**Task goal**
Print the listing that follows, character for character.

======== Listing

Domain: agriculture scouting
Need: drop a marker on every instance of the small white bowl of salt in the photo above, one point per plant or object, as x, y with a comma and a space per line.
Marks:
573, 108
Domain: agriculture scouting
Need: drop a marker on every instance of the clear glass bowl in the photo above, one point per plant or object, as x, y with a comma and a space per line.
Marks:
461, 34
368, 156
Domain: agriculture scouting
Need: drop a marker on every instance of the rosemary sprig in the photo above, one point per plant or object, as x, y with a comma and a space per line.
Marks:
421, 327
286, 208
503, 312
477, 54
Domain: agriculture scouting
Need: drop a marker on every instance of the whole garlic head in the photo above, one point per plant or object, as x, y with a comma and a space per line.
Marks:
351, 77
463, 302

================

**Solved exercise**
Domain: agriculture scouting
Need: drop a marker on every instance of the small white bowl of salt in the photo above, one point per plant or object, as x, y with a comma and a space per line.
Marks:
573, 108
Domain: agriculture scouting
Need: drop a marker on every instance of the clear glass bowl in the photo above, one point per plant or object, as x, y with a comma and a space per line.
Marks:
461, 34
368, 156
Domain: agriculture scouting
Need: drop a marker on every instance of the rosemary sprig in the photo above, one point per plant or object, as x, y with a comma and a space per line.
Marks:
421, 327
286, 208
503, 312
477, 54
Domain: agriculture scouting
Need: drop a marker on every instance of the whole garlic head in the photo above, one point per plant or object, as x, y with a comma and a space per line.
Marks:
351, 77
463, 302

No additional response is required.